# The input start

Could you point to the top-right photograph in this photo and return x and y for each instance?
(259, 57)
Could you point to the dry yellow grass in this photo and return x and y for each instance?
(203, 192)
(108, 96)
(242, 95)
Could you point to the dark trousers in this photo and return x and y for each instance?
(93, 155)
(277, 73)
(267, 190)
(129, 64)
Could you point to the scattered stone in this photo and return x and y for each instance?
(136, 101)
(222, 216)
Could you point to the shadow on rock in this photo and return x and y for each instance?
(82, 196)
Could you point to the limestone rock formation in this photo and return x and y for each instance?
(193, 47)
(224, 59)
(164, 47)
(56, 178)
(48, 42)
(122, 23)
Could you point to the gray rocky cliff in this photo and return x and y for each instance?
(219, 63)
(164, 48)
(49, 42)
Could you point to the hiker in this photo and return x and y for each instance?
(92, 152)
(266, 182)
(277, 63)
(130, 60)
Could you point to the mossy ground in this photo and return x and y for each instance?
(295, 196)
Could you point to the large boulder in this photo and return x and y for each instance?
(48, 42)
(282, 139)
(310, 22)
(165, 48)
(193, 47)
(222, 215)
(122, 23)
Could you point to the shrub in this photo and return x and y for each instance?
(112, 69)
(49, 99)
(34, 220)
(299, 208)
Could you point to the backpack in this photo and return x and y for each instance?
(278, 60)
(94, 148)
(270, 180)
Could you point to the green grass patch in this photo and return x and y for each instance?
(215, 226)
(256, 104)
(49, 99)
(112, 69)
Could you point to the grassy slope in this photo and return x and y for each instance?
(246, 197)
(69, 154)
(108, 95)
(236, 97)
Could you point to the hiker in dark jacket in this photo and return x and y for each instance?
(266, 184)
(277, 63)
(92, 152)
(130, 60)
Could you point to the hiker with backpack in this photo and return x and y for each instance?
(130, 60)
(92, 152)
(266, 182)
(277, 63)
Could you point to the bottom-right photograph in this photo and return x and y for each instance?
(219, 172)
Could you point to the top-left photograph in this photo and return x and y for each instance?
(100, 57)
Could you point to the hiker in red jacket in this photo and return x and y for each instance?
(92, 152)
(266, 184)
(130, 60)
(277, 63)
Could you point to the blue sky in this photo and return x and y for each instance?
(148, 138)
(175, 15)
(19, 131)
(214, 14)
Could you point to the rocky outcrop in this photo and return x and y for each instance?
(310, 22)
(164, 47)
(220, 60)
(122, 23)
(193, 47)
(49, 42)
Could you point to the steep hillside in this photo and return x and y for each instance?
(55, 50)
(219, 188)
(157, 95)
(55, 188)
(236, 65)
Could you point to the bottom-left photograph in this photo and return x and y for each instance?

# The input end

### Written exercise
Quote all the records exactly, please, leaving none out.

### Exercise solution
Could you point to the top-right photograph in this photo and return x and y for each instance?
(259, 57)
Could you point to the dry yellow grass in this photo and return x and y for each instance?
(203, 192)
(108, 96)
(242, 95)
Could you point to the dark trousers in this photo and return x and y for each instance?
(93, 155)
(277, 73)
(267, 190)
(129, 64)
Could you point to the scattered stone in this photo and return x and y for each instance?
(136, 101)
(222, 216)
Could you point to the shadow on rock in this photo and return x and y for each instance?
(82, 196)
Could you point to the limestone rock formation in this photo and return x and y for each instance?
(193, 47)
(224, 59)
(164, 47)
(56, 178)
(48, 42)
(122, 23)
Could you point to the gray rocky cliff in this photo and return x and y for each instance?
(219, 63)
(164, 48)
(49, 42)
Could you point to the hiker in this photo and return x and y for each instance?
(92, 152)
(266, 182)
(277, 63)
(130, 60)
Could you point to the mossy ground in this photo and return x and y for each instance?
(295, 196)
Could you point to the large boulder in this photo and return x and y for each instance?
(48, 42)
(282, 139)
(310, 22)
(165, 48)
(193, 47)
(222, 215)
(122, 23)
Could you point to the shrub in this photo and return x and y for each instance?
(112, 69)
(49, 99)
(34, 220)
(299, 208)
Could you point to the backpack in this photo and return x and y for each instance?
(278, 60)
(94, 148)
(270, 180)
Could you point to the green grass patch in this photo and return x and y for each instance?
(215, 226)
(256, 104)
(49, 99)
(112, 69)
Could you point to the grassy slope in this photo and return x and y for each instance?
(246, 197)
(69, 154)
(108, 95)
(236, 97)
Could you point to the hiker in dark jacket in this photo and return x and y for each instance?
(266, 184)
(277, 63)
(92, 152)
(130, 60)
Could you point to the hiker with backpack in this photo and return x and y for each instance?
(130, 60)
(92, 152)
(266, 182)
(277, 63)
Could you point to the bottom-right photograph in this photo and return x and y for each instance?
(219, 172)
Could you point to the top-left photograph in this photo and return x and y for each instance?
(100, 57)
Could you point to the hiker in red jacket in this photo and return x and y for each instance?
(92, 152)
(266, 184)
(130, 60)
(277, 63)
Could you point to the blue sky in this photo and return x and y for each instance?
(148, 138)
(175, 15)
(19, 131)
(214, 14)
Could you point to the rocky outcrop in this photo and return x and y for each instance?
(310, 22)
(164, 47)
(220, 60)
(122, 23)
(193, 47)
(49, 42)
Could you point to the steep hillside in this photo and return x and y for each instance?
(55, 50)
(219, 188)
(157, 95)
(55, 188)
(236, 65)
Could you point to the bottom-left photograph in this photo and return x and y for each instance?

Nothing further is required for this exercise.